# The Batbike



## whoawaitwhat

So, I bought this 1962 Deluxe American about 6 years ago. It was pretty trashed with many incorrect parts. I collect bikes and am kind of a purist so I try to keep them as original as possible. I debated for a few years what to do with this thing. Too many dents in the tank to re-chrome. Looked like somebody whipped it with a chain. There is now lots of Bondo on the tank and a little on the frame. The only original parts are the frame, tank/horn and light. I bought vintage re-chromed goose neck, bottom bracket, head set, fork crown, seat post, seat clamp. etc. over about a 4 year period. I still have all the parts that came with it in a box.
I finally decided to make a custom bike since the price to restore it was ridiculous. I also collect Batman TV stuff, so The Batbike seemed like a natural course. It resembles the Batmobile from the TV show. I still feel a little weird doing this to the bike, but I like the way it turned out. It's fun to ride.
Let me know what you think.

Kevin

Here is a link to some pics of the build: http://s1112.photobucket.com/user/Whoa_Wait_What/library/Batbike Build?sort=2&page=1


----------



## bikecrazy

I love that thing! Super shop!


----------



## whoawaitwhat

bikecrazy said:


> I love that thing! Super shop!




Thanks!!


----------



## bricycle

Dinette set is Kool!


----------



## pedal_junky

Looks good. And, it's okay to feel weird sometimes!


----------



## the tinker

Nice clean job. I don't care if it's a 30's Schwinn Motor Bike or 60's American, if it's a beater making a custom or a ratrod out of it bothers me not one bit. As long as the frame is not altered no one should care. Some one else down the line can always bring it back to original if they wish. In the case of your American there are plenty to go around. This is what keeps our hobby interesting . Nice workshop[ or is it "Bat Cave"] you got there Kevin!


----------



## abe lugo

a nice tasteful custom, great job, I can see a kid have a custom like that because they liked the show in 1966


----------



## videoranger

Very cool. I like the tapered pin stripes.
# # # # #
● **WRITTEN TASK**:
Which distinct usernames post in the Batbike thread? The items that follow have no connection to the Batbike thread.

● **RECORD LIST**:
# # # # #
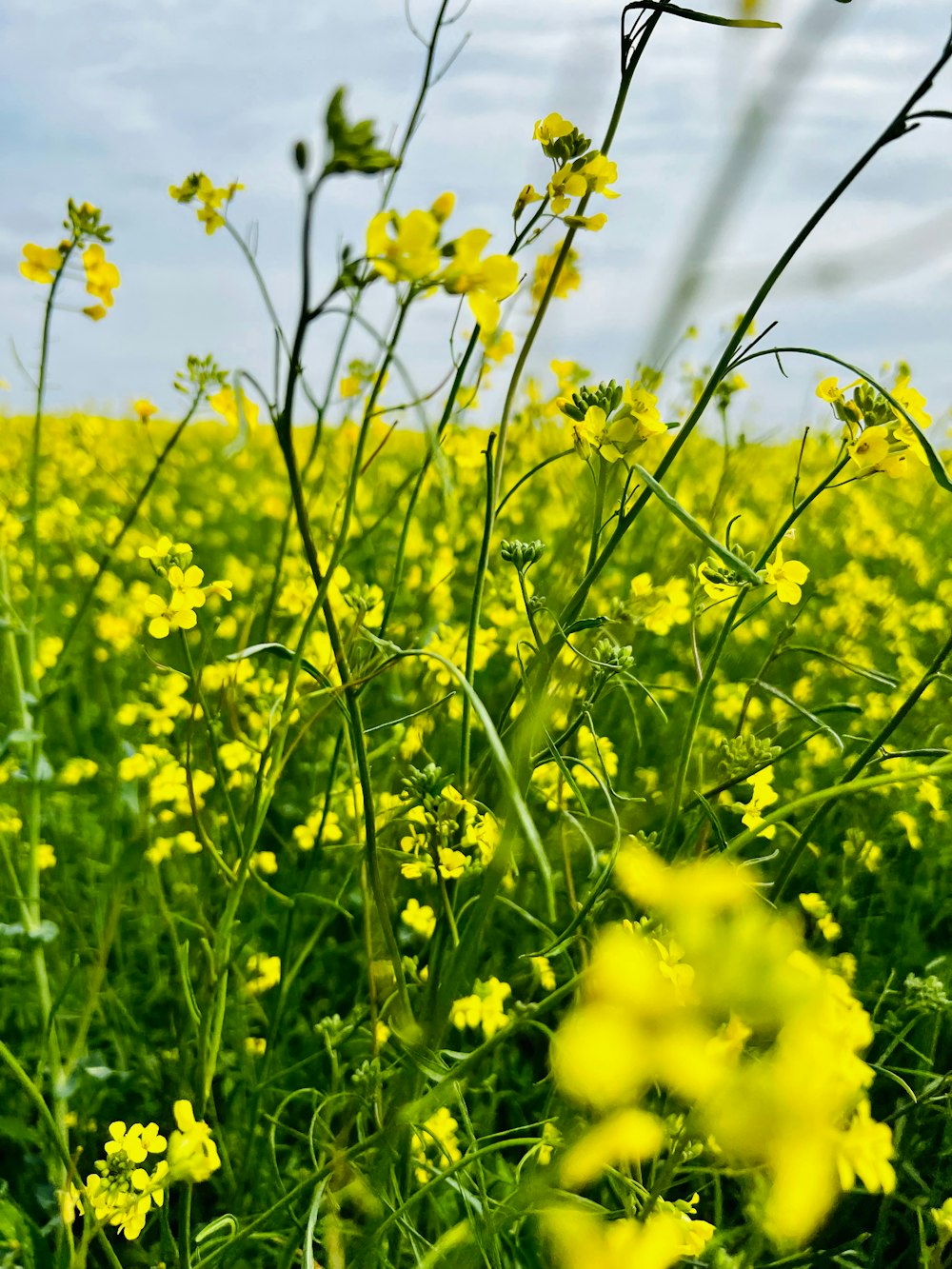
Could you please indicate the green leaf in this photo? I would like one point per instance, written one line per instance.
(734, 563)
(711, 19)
# # # # #
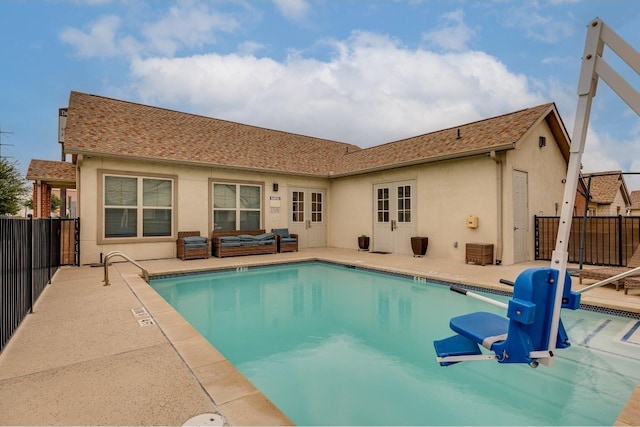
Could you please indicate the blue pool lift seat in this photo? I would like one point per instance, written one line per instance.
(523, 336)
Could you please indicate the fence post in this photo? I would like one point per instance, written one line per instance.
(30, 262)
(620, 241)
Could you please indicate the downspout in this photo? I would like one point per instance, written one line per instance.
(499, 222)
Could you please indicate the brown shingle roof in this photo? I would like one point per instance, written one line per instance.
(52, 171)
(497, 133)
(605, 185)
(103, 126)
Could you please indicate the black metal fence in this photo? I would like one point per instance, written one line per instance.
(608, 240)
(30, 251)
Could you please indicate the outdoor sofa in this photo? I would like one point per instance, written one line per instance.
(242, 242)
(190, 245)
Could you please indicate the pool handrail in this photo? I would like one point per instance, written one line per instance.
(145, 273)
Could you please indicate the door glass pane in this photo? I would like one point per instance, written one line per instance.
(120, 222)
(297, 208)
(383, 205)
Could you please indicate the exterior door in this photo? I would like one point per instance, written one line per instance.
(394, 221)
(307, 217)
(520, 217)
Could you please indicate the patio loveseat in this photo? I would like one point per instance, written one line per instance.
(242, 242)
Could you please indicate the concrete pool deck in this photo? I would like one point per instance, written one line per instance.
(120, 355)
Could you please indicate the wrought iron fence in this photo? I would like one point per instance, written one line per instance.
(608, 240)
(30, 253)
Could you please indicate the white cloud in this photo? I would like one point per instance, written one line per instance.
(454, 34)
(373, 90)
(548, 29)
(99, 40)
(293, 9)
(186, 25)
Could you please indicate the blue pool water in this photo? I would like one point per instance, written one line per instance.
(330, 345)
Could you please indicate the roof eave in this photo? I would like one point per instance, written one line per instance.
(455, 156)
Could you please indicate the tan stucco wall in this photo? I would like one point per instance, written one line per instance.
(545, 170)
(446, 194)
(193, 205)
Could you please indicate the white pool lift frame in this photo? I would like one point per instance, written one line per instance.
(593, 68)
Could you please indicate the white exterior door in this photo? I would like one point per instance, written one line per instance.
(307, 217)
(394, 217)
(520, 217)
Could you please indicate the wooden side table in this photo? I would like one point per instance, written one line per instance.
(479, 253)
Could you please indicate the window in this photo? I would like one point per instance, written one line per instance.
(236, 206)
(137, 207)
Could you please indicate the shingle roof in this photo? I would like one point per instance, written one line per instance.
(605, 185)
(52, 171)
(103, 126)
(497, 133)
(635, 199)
# # # # #
● **RESPONSE BELOW**:
whoawaitwhat, bikecrazy, bricycle, pedal_junky, the tinker, abe lugo, videoranger